--- Selected text ---

1\. You have a problem that can be represented as a propositional formula (i.e
boolean values). For instance : you have three employees, and you must have at
least one employee working at any moment, and a given employee cannot work
both in the morning and in the afternoon. Oh, and employees a and c don't work
very well when they are together. You can represent it this way :

    
    
        - e1-m means employee 1 works in the morning, e2-m employee 2 etc.
        - e1-a means employee 1 works in the afternoon, etc.
        - all those constraints (called "clauses") must be checked :
            - e1-m or e2-m or e3-m (at least one employee in the morning)
            - e1-a or e2-a or e3-a (at least one in the afternoon)
            - not(e1-m) or not(e1-a) (e1 cannot work both in the morning and in the afternoon)
            - not(e2-m) or not(e2-a)
            - not(e3-m) or not(e3-a)
            - not(e1-m) or not(e3-m)  (e1 and e3 can't both work in the morning)
            - not(e1-a) or not(e3-a)
    

So:

\- you have a set of clauses, and all clauses must be true,

\- each clause is a set of literals, and at least one of these literals must
be true.

2\. In the DIMACS file format, you associate each variable with an integer
value (so, e1-m is 1, e2-m is 2, e3-m 3, e1-a 4, e2-a 5, e3-a 6). A negative
value indicates the variable is expected to be false (so, -1 means
"not(e1-m)").

--- Excerpted records ---

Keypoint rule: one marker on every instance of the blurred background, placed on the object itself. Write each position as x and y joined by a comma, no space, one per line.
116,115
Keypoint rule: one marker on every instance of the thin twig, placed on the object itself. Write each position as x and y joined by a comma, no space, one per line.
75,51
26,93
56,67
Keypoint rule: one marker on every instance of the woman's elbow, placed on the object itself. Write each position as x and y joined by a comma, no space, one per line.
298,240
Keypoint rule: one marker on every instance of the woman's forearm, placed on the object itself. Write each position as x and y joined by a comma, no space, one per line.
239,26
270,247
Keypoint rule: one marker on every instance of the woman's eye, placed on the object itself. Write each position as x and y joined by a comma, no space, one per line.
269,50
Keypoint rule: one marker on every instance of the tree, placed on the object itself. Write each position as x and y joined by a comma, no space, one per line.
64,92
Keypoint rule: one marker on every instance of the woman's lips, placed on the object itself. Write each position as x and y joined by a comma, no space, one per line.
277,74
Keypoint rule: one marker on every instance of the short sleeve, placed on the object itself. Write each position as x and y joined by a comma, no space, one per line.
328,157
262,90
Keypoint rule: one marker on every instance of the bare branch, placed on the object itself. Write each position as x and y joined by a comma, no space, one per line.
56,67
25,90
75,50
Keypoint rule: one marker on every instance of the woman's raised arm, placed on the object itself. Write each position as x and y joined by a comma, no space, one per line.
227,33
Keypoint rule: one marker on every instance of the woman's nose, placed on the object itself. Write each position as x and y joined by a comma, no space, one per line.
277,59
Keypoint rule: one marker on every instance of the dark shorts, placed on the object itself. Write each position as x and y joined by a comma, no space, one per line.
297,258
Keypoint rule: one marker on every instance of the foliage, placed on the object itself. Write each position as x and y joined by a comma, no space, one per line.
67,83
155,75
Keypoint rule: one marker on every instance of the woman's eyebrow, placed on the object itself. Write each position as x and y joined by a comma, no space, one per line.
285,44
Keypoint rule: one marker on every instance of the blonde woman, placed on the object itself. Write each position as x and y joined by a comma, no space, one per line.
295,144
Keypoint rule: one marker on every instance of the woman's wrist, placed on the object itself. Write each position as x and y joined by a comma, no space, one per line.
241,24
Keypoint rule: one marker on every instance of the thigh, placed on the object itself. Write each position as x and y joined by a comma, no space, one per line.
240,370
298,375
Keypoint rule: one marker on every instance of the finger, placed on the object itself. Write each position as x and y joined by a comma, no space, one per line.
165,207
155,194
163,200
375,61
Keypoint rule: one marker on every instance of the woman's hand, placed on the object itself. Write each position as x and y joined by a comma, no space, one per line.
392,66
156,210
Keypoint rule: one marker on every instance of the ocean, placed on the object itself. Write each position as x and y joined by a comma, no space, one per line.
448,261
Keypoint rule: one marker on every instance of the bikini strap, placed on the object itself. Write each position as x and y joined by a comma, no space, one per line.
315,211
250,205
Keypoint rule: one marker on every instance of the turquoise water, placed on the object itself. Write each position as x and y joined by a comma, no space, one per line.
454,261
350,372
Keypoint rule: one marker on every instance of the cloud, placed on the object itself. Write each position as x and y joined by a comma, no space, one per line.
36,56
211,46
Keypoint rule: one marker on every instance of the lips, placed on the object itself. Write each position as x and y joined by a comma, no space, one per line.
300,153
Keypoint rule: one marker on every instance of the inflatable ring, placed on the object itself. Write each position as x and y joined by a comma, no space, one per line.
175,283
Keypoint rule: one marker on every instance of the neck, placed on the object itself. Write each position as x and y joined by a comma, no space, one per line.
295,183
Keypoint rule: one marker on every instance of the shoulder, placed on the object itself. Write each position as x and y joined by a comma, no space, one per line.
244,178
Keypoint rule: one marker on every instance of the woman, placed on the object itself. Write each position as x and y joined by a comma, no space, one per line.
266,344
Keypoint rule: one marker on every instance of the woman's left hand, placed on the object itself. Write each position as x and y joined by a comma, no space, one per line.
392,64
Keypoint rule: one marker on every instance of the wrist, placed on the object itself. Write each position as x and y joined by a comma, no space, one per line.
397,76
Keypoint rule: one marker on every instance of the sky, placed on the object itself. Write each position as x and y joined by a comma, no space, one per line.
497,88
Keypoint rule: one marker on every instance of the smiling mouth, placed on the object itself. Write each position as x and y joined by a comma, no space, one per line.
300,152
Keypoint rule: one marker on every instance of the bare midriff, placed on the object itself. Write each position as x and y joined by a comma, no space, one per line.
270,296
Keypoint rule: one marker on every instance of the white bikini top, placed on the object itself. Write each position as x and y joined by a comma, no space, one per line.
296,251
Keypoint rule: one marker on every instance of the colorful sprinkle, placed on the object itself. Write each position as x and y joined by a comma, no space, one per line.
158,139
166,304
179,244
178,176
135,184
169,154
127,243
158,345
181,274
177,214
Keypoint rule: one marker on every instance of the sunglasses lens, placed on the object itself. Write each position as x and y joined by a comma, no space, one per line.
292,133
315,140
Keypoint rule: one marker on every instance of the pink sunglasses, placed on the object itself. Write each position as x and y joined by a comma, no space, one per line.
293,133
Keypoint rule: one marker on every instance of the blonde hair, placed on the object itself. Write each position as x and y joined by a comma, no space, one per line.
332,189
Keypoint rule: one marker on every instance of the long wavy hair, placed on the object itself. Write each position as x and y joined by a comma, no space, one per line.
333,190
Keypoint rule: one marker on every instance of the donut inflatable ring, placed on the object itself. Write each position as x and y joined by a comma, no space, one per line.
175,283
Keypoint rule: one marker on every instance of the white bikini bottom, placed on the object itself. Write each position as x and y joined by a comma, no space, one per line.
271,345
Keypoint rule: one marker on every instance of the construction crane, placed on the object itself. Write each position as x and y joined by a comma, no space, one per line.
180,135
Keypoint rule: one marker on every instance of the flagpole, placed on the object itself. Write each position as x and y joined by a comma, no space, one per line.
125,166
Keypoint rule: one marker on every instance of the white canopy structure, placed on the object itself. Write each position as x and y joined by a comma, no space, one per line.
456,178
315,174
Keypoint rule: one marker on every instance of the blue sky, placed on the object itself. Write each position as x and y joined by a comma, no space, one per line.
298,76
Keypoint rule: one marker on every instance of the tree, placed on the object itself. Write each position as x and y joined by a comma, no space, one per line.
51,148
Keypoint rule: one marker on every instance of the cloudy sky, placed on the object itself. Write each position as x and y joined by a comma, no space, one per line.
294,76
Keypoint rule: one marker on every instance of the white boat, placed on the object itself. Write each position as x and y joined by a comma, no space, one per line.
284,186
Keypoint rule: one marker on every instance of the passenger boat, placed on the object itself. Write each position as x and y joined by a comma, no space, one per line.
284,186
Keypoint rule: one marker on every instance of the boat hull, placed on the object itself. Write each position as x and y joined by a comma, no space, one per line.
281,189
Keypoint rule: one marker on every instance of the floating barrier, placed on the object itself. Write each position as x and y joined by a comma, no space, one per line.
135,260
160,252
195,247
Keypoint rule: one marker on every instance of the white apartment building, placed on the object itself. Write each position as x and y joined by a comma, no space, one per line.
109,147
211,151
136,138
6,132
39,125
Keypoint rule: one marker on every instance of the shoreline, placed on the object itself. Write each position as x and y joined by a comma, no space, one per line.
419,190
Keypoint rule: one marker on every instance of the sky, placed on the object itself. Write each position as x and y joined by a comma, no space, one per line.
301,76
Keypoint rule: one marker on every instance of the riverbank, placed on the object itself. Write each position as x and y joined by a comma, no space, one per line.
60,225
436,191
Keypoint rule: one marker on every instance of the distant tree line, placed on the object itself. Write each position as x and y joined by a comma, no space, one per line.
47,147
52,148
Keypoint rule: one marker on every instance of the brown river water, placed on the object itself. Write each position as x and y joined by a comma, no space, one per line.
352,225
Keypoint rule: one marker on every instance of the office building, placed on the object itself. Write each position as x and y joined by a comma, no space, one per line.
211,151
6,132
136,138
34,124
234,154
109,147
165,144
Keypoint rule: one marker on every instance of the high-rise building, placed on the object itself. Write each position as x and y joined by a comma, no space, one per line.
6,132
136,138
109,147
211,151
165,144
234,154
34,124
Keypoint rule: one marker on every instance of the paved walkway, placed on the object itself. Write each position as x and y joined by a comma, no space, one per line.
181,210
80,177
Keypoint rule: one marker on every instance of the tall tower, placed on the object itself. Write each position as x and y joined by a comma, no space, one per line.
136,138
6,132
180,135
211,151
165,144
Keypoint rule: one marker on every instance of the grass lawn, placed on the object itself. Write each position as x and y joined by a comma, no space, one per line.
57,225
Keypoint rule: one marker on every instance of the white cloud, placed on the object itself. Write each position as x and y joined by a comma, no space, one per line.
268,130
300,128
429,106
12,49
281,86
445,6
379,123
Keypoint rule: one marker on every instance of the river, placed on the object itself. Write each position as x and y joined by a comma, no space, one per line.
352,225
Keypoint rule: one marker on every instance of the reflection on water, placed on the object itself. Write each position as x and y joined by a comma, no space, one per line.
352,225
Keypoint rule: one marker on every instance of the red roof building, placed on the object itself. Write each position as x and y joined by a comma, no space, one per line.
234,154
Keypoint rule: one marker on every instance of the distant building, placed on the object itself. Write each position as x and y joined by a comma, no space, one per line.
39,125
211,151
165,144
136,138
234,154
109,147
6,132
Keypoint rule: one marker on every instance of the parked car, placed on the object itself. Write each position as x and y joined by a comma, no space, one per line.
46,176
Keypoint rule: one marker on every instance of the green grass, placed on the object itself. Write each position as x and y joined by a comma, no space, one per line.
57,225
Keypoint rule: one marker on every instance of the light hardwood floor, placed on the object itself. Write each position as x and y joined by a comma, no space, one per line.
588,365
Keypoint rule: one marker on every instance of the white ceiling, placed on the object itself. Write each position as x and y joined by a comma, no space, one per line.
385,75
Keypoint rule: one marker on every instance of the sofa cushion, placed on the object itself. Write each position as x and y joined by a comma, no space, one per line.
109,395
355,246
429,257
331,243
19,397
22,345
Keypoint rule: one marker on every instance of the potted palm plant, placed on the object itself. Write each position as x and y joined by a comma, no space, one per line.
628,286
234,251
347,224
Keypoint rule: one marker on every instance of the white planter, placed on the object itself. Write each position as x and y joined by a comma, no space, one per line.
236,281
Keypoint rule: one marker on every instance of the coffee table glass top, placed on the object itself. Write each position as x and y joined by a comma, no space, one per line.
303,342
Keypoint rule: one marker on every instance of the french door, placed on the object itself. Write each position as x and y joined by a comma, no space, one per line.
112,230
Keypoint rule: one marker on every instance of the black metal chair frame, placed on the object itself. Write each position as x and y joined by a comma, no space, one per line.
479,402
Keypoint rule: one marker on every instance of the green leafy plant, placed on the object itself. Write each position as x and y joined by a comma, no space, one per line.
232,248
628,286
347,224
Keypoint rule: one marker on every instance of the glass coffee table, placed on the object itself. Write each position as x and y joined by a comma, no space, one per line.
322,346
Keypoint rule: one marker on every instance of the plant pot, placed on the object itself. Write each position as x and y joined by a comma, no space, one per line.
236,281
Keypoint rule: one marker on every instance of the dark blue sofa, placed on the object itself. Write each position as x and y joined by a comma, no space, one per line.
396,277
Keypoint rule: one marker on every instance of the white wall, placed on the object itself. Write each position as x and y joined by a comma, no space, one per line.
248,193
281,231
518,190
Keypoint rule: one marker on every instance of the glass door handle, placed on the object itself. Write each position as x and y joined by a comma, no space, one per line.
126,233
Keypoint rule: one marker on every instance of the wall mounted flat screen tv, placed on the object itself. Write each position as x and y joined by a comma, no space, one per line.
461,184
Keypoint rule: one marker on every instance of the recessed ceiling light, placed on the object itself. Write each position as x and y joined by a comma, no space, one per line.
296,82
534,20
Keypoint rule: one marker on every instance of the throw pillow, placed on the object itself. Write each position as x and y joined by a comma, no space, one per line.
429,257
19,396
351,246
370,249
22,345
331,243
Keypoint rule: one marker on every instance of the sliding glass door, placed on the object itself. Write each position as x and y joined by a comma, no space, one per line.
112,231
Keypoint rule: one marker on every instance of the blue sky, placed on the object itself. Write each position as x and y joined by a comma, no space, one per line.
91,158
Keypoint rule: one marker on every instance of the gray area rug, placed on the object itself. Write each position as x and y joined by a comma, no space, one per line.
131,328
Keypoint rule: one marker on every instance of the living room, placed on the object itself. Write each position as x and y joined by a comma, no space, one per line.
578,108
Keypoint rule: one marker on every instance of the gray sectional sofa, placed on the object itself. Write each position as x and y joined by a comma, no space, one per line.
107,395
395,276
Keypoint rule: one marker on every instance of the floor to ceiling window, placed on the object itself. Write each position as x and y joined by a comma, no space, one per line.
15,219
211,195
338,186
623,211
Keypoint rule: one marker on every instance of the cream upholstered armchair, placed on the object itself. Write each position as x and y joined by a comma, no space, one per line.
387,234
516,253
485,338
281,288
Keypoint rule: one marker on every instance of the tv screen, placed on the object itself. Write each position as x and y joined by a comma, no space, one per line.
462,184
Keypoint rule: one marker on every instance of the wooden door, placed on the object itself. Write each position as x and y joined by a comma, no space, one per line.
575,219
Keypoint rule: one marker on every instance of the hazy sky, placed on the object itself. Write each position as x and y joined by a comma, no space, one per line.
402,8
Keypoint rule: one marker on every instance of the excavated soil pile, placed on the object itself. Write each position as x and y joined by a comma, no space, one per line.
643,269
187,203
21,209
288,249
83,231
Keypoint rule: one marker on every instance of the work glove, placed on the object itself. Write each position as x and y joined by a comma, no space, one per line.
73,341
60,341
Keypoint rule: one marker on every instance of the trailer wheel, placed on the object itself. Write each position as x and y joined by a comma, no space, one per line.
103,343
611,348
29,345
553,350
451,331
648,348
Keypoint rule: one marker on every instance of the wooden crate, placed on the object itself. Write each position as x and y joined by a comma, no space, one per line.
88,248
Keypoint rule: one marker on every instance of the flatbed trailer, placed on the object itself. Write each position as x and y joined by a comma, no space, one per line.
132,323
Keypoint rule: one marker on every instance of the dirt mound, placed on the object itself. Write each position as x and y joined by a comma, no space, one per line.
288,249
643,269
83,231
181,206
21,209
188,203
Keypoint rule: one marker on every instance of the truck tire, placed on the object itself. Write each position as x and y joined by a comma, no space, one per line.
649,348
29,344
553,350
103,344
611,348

---

## Required work
1. Could you repeat the stretch of the employee-scheduling text from "- e1-a means" through "employee in the morning)", swapping "clauses" for "conditions"?
2. Can you render the stretch of the rows from the line containing "Keypoint rule: one marker on every instance of the truck" through the last row, both ends included, as a numbered list without blank lines?

## Answers for this exercise
1.
- e1-a means employee 1 works in the afternoon, etc.
        - all those constraints (called "conditions") must be checked :
            - e1-m or e2-m or e3-m (at least one employee in the morning)

2.
1. Keypoint rule: one marker on every instance of the truck tire, placed on the object itself. Write each position as x and y joined by a comma, no space, one per line.
2. 649,348
3. 29,344
4. 553,350
5. 103,344
6. 611,348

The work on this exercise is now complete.